TAREAS POR RESOLVER:
- 1) Según el texto sobre Macondo, ¿cuánto tiempo pasó antes de que José Arcadio Buendía y sus hombres desistieran de buscar una salida al mar?
- 2) Reproduce todo el fragmento del texto sobre Macondo, desde "La prueba de" hasta "sierra. (p. 33).".
- 3) Traduce al inglés esta oración del texto sobre Macondo: "Pero no la ofrecieron como un aporte fundamental al desarrollo del transporte, sino como un objeto de recreo."

TEXTO DEL DOCUMENTO:
===

Sin embargo, el modo a pie predomina en los tiempos fundacionales de Macondo:
En su juventud, él y sus hombres, con mujeres y niños y animales y toda clase de enseres domésticos, atravesaron la sierra buscando una salida al mar, y al cabo de veintiséis meses desistieron de la empresa y fundaron a Macondo para no tener que emprender el camino de regreso. (p. 19).
El hallazgo de un viejo barco español en medio de la selva sorprende:
Cuando despertaron, ya con el sol alto se quedaron pasmados de fascinación. Frente a ellos, rodeado de helechos y palmeras, blanco y polvoriento en la silenciosa luz de la mañana, estaba un enorme galeón español. (p. 21).
El tiempo transcurre en la novela revelando su paso:
Muchos años después, el coronel Aureliano Buendía volvió a atravesar la región, cuando era ya una ruta regular del correo, y lo único que encontró de la nave fue el costillar carbonizado en medio de un campo de amapolas. (p. 21).
La prueba de los viajes interoceánicos aparece luego:
Cuando el pirata Francis Drake asaltó Riohacha, en el siglo XVI, la bisabuela de Úrsula Iguarán se asustó tanto con el toque de rebato y el estampido de los cañones, que perdió el control de los nervios y se sentó en un fogón encendido. (p. 29).
El motivo del viaje para la fundación de Macondo surge cuando José Arcadio Buendía atraviesa con una lanza la garganta de Prudencio Aguilar, cuyo fantasma lo persigue así como a su esposa Úrsula:
Una noche en que lo encontró lavándose las heridas en su propio cuarto, José Arcadio Buendía no pudo resistir más.
—Está bien, Prudencio —le dijo—. Nos iremos de este pueblo, lo más lejos que podamos, y no regresaremos jamás. Ahora vete tranquilo.
Fue así como emprendieron la travesía de la sierra. (p. 33).
Las nuevas tribus de gitanos aparecen en Macondo con inverosímiles inventos alusivos, tal vez por única vez en Cien años de soledad, al modo de transporte aéreo:
Esta vez, entre muchos otros juegos de artificio, llevaban una estera voladora. Pero no la ofrecieron como un aporte fundamental al desarrollo del transporte, sino como un objeto de recreo. La gente, desde luego, desenterró sus últimos pedacitos de oro para disfrutar de un vuelo fugaz sobre las casas de la aldea. (p. 42).

===

Registros de identificación de posiciones

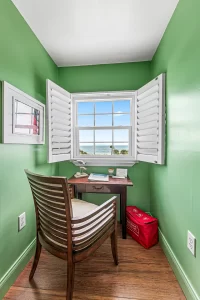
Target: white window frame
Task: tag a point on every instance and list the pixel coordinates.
(10, 95)
(102, 160)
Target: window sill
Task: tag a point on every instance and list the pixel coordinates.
(106, 162)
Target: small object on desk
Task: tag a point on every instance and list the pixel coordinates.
(80, 175)
(110, 171)
(122, 173)
(98, 177)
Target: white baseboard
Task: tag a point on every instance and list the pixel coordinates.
(11, 275)
(181, 276)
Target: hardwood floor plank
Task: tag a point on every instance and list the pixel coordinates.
(141, 274)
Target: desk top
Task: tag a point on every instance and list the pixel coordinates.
(112, 181)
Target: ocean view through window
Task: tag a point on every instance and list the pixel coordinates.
(104, 127)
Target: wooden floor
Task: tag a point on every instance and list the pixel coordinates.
(141, 275)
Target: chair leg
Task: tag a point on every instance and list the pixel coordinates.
(70, 280)
(114, 246)
(36, 259)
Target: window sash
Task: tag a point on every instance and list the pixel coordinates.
(94, 142)
(104, 97)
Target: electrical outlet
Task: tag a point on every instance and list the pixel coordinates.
(191, 243)
(21, 221)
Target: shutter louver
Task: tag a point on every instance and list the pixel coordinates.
(150, 122)
(59, 123)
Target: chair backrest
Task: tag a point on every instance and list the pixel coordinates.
(53, 210)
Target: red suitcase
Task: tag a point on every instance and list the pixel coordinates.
(142, 227)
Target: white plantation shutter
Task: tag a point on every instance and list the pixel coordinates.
(150, 122)
(59, 123)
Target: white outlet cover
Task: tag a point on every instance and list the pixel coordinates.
(191, 243)
(22, 221)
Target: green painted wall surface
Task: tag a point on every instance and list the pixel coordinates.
(129, 76)
(175, 188)
(25, 64)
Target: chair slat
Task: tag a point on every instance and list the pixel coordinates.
(54, 187)
(58, 251)
(46, 191)
(94, 218)
(56, 246)
(53, 230)
(51, 211)
(52, 205)
(53, 234)
(50, 222)
(94, 231)
(91, 241)
(52, 217)
(88, 216)
(93, 225)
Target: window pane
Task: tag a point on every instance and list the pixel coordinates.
(121, 120)
(26, 119)
(103, 136)
(103, 149)
(22, 108)
(86, 149)
(86, 135)
(85, 107)
(121, 135)
(103, 107)
(122, 106)
(103, 120)
(121, 149)
(85, 120)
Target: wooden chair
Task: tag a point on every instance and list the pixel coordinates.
(70, 229)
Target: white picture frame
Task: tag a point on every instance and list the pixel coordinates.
(11, 96)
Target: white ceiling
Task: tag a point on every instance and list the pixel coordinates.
(89, 32)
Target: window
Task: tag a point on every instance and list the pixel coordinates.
(110, 128)
(26, 119)
(23, 117)
(103, 127)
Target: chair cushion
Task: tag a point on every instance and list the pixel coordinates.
(81, 208)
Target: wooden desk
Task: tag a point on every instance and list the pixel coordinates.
(113, 186)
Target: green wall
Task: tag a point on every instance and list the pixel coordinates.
(25, 64)
(175, 193)
(129, 76)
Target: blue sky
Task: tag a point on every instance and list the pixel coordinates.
(121, 117)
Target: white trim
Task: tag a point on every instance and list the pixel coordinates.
(181, 276)
(103, 95)
(10, 94)
(106, 162)
(17, 267)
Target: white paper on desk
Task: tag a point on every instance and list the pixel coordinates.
(122, 173)
(98, 177)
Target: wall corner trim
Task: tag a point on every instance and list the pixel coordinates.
(17, 267)
(180, 274)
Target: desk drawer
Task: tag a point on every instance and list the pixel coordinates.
(97, 188)
(81, 188)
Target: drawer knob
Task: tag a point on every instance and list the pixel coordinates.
(98, 188)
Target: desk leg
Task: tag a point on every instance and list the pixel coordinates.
(79, 196)
(120, 199)
(123, 197)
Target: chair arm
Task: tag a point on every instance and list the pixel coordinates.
(94, 222)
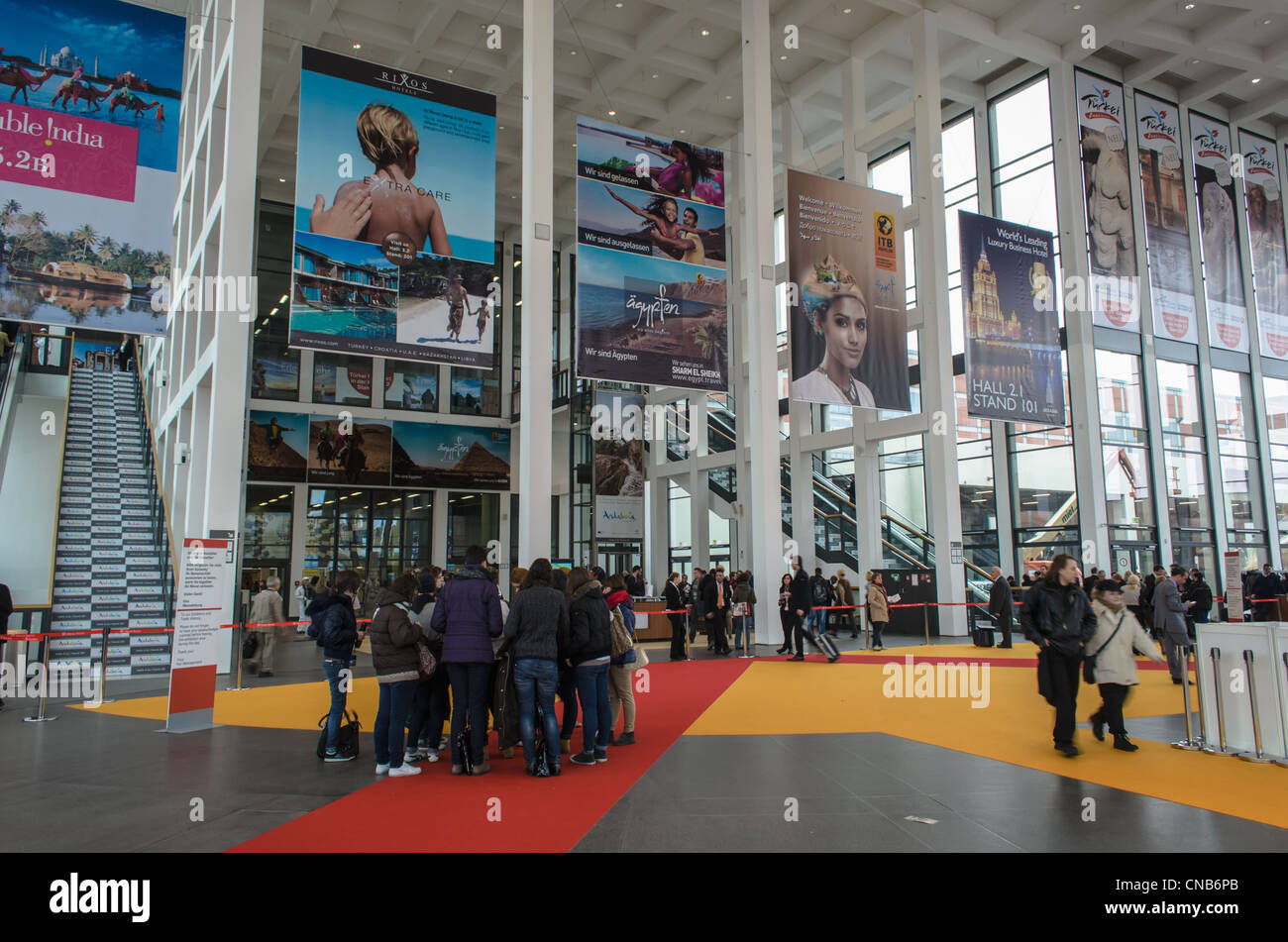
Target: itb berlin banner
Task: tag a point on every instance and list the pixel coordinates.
(394, 215)
(1266, 242)
(1223, 278)
(1107, 194)
(651, 261)
(849, 343)
(89, 143)
(1167, 219)
(1013, 328)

===

RESPUESTAS POR TAREA:
- 1) Veintiséis meses.

- 2)
La prueba de los viajes interoceánicos aparece luego:
Cuando el pirata Francis Drake asaltó Riohacha, en el siglo XVI, la bisabuela de Úrsula Iguarán se asustó tanto con el toque de rebato y el estampido de los cañones, que perdió el control de los nervios y se sentó en un fogón encendido. (p. 29).
El motivo del viaje para la fundación de Macondo surge cuando José Arcadio Buendía atraviesa con una lanza la garganta de Prudencio Aguilar, cuyo fantasma lo persigue así como a su esposa Úrsula:
Una noche en que lo encontró lavándose las heridas en su propio cuarto, José Arcadio Buendía no pudo resistir más.
—Está bien, Prudencio —le dijo—. Nos iremos de este pueblo, lo más lejos que podamos, y no regresaremos jamás. Ahora vete tranquilo.
Fue así como emprendieron la travesía de la sierra. (p. 33).

- 3) But they did not offer it as a fundamental contribution to the development of transportation, but rather as an object of amusement.